# Stated task
Pick out every line of the listing below that contains the word "white", and copy each one.

# Listed records
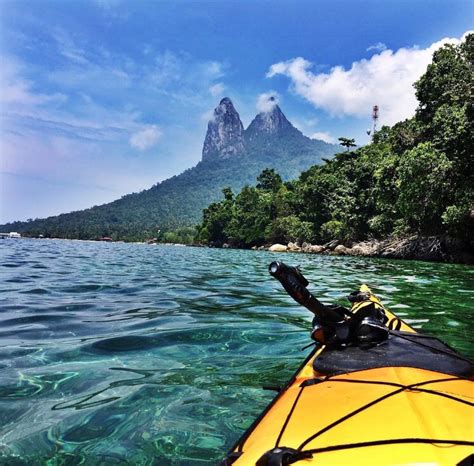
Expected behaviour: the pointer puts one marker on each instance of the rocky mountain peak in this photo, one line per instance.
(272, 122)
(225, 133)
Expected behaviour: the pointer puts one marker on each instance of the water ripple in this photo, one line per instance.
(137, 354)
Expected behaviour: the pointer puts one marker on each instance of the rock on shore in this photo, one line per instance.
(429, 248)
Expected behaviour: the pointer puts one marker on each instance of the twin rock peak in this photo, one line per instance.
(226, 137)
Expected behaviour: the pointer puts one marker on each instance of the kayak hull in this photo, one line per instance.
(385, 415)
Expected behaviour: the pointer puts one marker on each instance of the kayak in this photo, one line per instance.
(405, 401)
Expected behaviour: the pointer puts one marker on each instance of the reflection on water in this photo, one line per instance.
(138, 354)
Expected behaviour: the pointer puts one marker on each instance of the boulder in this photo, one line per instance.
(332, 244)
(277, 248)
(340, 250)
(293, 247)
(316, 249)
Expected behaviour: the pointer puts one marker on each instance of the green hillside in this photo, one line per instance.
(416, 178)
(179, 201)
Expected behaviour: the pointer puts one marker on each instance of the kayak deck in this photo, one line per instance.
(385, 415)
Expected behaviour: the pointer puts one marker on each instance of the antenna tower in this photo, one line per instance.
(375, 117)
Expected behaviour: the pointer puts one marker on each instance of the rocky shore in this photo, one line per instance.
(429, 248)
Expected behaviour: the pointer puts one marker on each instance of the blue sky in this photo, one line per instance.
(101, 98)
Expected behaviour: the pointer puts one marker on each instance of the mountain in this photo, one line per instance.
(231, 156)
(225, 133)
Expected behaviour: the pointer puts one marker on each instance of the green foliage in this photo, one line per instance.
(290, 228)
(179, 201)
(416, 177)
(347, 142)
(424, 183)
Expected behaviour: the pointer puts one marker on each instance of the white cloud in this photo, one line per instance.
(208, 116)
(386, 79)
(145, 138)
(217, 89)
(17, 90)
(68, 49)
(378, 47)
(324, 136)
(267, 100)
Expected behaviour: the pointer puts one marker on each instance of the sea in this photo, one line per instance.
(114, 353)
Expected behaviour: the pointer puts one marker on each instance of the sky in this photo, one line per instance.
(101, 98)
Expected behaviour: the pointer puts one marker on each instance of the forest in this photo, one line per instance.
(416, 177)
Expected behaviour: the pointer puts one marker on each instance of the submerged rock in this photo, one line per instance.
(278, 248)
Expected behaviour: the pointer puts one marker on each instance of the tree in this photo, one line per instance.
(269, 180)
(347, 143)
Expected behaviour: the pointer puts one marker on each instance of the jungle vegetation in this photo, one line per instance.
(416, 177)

==

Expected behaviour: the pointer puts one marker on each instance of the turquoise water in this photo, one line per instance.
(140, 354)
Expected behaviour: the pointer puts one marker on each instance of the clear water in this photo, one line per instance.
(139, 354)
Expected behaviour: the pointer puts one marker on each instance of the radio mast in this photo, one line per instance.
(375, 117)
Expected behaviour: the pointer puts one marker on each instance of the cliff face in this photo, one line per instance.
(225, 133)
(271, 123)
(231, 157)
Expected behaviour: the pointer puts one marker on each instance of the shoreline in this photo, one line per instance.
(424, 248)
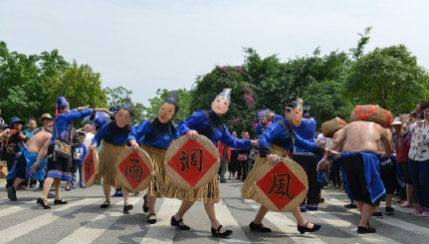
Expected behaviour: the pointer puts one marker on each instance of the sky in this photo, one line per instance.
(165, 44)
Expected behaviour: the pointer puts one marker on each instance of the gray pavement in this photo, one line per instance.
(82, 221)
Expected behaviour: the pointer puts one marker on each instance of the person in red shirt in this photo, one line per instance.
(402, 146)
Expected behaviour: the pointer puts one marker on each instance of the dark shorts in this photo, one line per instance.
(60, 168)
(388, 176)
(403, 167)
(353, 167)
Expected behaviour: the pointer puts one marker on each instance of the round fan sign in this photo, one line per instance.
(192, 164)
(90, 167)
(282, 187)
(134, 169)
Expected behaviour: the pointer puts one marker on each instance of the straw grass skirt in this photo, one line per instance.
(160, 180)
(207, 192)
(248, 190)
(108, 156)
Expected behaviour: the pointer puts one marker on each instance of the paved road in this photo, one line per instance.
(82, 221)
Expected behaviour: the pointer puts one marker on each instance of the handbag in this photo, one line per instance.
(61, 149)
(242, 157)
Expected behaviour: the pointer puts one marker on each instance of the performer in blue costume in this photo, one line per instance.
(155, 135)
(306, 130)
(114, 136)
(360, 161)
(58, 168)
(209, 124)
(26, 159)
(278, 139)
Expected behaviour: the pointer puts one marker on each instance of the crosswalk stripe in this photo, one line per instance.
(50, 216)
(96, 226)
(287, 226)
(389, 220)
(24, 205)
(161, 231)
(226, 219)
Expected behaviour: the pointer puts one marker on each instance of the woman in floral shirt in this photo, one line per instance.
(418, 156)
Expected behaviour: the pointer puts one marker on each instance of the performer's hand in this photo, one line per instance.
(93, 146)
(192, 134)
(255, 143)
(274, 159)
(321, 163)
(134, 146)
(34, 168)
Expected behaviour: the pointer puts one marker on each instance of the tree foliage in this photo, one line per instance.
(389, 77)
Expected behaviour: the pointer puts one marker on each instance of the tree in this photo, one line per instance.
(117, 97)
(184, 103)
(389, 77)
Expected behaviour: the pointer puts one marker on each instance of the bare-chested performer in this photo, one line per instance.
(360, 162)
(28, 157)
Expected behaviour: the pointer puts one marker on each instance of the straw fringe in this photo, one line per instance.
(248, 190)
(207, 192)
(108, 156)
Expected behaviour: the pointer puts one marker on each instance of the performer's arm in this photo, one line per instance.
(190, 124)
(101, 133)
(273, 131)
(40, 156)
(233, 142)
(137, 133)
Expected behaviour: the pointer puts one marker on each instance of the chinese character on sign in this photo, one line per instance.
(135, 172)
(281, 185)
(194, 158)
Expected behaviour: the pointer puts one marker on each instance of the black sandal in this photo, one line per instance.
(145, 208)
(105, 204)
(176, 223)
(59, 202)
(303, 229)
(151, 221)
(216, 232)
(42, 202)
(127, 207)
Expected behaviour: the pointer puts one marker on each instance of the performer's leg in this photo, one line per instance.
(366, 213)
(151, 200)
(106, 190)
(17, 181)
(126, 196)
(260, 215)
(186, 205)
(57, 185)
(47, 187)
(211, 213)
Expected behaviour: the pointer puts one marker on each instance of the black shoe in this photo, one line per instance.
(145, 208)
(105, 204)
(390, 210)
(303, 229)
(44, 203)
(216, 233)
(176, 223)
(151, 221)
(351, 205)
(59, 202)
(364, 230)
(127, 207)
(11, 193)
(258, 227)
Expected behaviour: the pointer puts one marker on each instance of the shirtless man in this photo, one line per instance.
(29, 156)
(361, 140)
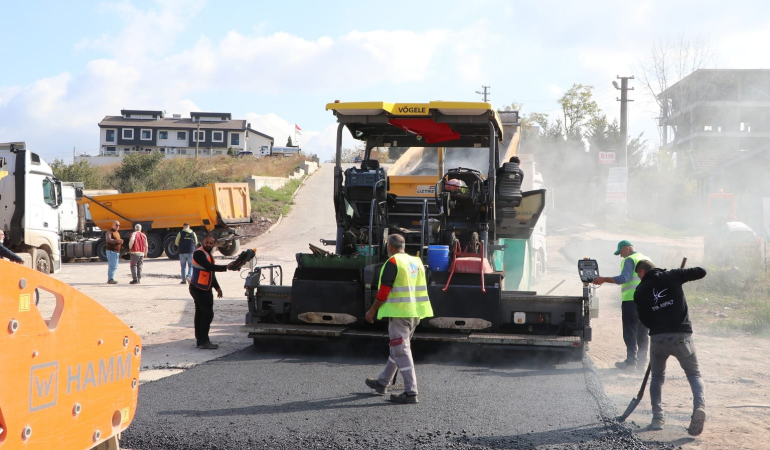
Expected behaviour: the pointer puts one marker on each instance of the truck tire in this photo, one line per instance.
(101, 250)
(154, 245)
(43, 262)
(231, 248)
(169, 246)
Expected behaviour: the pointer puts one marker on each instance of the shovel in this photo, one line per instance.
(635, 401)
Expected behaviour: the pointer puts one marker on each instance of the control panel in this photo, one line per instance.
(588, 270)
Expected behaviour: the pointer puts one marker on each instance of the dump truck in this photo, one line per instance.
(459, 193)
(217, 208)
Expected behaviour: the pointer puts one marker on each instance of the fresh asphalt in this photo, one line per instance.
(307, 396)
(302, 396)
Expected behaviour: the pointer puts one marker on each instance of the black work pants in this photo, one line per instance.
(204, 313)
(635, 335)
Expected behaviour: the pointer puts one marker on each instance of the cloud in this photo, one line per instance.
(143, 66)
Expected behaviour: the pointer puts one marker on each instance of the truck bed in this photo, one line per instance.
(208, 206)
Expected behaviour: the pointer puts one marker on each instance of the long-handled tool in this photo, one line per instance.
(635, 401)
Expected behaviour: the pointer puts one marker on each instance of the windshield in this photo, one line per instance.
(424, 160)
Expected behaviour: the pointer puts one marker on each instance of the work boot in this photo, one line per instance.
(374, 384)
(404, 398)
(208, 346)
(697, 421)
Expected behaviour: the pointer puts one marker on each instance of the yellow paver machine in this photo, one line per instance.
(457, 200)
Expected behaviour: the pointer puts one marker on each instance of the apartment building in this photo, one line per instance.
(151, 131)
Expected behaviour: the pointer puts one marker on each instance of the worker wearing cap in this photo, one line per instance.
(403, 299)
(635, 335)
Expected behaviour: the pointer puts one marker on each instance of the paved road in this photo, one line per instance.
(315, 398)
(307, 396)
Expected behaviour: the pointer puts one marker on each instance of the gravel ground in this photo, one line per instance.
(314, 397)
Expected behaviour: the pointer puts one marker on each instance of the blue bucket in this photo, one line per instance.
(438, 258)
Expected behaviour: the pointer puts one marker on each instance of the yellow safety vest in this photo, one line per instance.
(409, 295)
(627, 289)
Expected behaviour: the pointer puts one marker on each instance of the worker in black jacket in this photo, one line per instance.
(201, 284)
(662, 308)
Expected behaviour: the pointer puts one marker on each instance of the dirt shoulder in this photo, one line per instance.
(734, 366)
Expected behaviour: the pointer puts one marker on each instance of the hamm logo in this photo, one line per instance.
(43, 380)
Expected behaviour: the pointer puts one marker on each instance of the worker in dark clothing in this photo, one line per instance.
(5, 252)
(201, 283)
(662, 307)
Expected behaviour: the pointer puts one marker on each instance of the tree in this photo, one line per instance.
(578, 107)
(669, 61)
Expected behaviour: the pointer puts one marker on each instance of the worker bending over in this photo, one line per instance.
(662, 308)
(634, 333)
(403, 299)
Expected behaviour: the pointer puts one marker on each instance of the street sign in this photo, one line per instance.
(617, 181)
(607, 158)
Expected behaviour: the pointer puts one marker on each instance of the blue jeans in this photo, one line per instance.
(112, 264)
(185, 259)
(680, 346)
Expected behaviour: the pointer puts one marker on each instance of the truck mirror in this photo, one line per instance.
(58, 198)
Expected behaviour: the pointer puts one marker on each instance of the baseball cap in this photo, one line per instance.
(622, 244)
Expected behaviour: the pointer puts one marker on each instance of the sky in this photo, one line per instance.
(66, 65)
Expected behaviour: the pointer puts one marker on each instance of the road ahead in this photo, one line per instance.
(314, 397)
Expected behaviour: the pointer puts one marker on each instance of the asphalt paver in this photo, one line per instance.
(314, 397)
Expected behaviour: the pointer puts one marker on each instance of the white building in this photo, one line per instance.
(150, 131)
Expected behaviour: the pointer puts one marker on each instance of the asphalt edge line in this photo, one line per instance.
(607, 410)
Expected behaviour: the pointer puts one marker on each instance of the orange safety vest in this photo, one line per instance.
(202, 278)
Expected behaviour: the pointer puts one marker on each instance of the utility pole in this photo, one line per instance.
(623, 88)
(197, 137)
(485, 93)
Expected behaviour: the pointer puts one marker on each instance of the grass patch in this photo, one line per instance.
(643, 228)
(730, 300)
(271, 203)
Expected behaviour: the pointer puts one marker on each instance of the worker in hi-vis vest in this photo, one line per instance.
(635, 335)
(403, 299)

# Finished exercise
Expected behaviour: the pointer puts one marker on each instance of the white cloud in this photo, one line per instance.
Expected behaviour: the pointer puts one marker on each instance of the white building in this photo, one line per instance.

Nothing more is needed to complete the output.